++++ Data to examine ++++

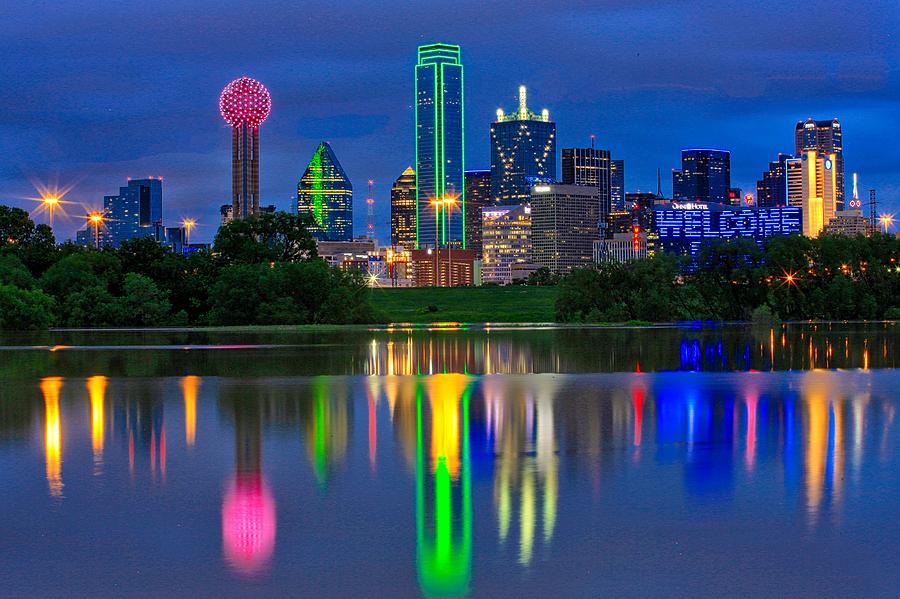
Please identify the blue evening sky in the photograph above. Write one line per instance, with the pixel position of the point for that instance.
(94, 92)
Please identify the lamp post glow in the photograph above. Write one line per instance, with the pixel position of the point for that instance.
(188, 224)
(50, 202)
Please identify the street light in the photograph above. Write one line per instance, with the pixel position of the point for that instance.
(96, 219)
(50, 202)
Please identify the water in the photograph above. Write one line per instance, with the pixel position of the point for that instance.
(629, 463)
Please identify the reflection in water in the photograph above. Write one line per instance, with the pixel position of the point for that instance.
(248, 507)
(96, 386)
(190, 385)
(719, 434)
(444, 487)
(50, 387)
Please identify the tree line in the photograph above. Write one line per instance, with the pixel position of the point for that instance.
(262, 270)
(265, 270)
(831, 277)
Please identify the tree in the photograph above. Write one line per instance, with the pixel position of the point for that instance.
(24, 309)
(13, 272)
(33, 244)
(266, 238)
(142, 302)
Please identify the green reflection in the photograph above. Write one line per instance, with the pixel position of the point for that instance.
(444, 506)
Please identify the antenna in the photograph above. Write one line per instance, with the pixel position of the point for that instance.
(873, 218)
(370, 217)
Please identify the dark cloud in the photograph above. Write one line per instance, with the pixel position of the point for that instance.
(98, 91)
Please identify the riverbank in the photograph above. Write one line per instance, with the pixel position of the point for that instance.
(510, 304)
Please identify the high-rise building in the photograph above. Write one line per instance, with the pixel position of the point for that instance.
(245, 103)
(478, 195)
(617, 184)
(826, 137)
(684, 227)
(403, 210)
(506, 236)
(325, 192)
(812, 186)
(523, 152)
(590, 167)
(771, 190)
(705, 176)
(564, 226)
(440, 188)
(136, 211)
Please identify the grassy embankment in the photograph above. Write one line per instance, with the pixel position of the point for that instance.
(515, 303)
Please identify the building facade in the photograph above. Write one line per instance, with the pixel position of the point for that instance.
(825, 137)
(403, 210)
(771, 190)
(478, 195)
(325, 193)
(705, 176)
(617, 184)
(523, 152)
(564, 226)
(443, 267)
(684, 227)
(621, 247)
(848, 222)
(440, 188)
(506, 235)
(812, 187)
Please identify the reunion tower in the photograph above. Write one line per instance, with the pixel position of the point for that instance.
(245, 104)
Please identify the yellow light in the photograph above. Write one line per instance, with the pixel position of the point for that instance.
(96, 392)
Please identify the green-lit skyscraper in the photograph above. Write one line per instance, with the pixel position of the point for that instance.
(440, 191)
(325, 192)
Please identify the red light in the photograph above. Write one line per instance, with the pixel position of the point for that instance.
(245, 101)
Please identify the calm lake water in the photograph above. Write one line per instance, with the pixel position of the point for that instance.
(670, 462)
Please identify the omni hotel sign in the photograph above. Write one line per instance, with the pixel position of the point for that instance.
(690, 205)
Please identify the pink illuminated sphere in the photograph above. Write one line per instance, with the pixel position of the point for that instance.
(245, 101)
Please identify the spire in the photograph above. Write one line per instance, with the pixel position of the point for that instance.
(523, 110)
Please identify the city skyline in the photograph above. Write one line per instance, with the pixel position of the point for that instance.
(172, 130)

++++

• _Task directions_
Could you restate every entry above word for word, leaving out the pictures?

• _Result_
Please identify the blue evening sky in the photograph above. Write one line per instance, with the pixel position of the point for that instance.
(94, 92)
Please identify the lamp post glow in the photograph above. Write one line per instance, with the pixel position of the point for that instance.
(188, 224)
(50, 202)
Please identify the street light in the photograph above. Write one line per instance, with the pixel position of the point for that instance.
(96, 219)
(50, 202)
Please identify the water in the photograph above. Write one line per instance, with the pixel position of the point for that instance.
(629, 463)
Please identify the reflection in water in the photograph above. Write one line per instance, with the pixel position of the point for that instance.
(248, 507)
(96, 386)
(190, 385)
(719, 434)
(444, 487)
(50, 387)
Please identify the tree line in the photograph above. Write one line per instance, with the pixel position of the point for that instance.
(262, 270)
(265, 270)
(831, 277)
Please identify the tree in the photograph above. Write one line per instance, with the pixel position of the point for that instance.
(24, 309)
(13, 272)
(33, 244)
(266, 238)
(142, 302)
Please identify the green reflection in the photograph above. Write one line per instance, with the pixel position of the point for that instance.
(444, 506)
Please identify the antenna in the photograph above. Write one line per instance, with the pixel position of the point for that instance.
(873, 218)
(370, 217)
Please identify the dark cloud in the photograph above. Write one line per instance, with the pixel position of the point for that instance.
(98, 91)
Please identify the riverbank in the photograph above. Write one line per instance, with the pixel position of the point for that instance.
(510, 304)
Please identify the high-rise building in the photograph above. Write one line per instance, with the pixel position of the point for that instance.
(245, 103)
(478, 195)
(617, 184)
(826, 137)
(684, 227)
(403, 210)
(506, 236)
(325, 192)
(812, 186)
(523, 152)
(590, 167)
(771, 190)
(705, 176)
(564, 226)
(440, 188)
(136, 211)
Please identify the grassy embankment in the photograph above. Write one line per instance, with the pixel position of the point for that instance.
(515, 303)
Please identify the building facade in the photograph above. Write one line per instance, with the pixel position of the point for that instance.
(825, 137)
(403, 210)
(771, 190)
(478, 195)
(325, 193)
(705, 176)
(617, 184)
(523, 152)
(564, 226)
(443, 267)
(684, 227)
(621, 247)
(848, 222)
(440, 188)
(506, 235)
(812, 187)
Please identify the reunion tower in the photograph above. Write one line per instance, with the pixel position of the point for that instance.
(245, 104)
Please identify the yellow light in the photograph above. Write one line per instance, with the pixel position of the point for that instance.
(96, 392)
Please identify the green-lit skyscraper in the photograph above. Write one line per instance, with the pixel position of the point for that instance.
(440, 191)
(325, 192)
Please identify the red light in the photograph above. Write one line per instance, with the pixel position of the point for that instance.
(245, 101)
Please identify the calm lake water in the photograph above. Write one line per instance, with the pixel position of the point for that instance.
(670, 462)
Please identify the omni hotel sign in the photograph above. Write one line per instance, with the pixel position of the point for that instance.
(690, 205)
Please identify the pink illuminated sphere in the photograph above. Write one line per instance, with the pixel position of the point for that instance.
(245, 101)
Please identify the spire in the photograph above. Write one line per instance, with the pixel position of the point for that instance.
(523, 110)
Please identify the city skyline in the photograph above. Write one line per instance, with the pixel position of the point for that instance.
(172, 130)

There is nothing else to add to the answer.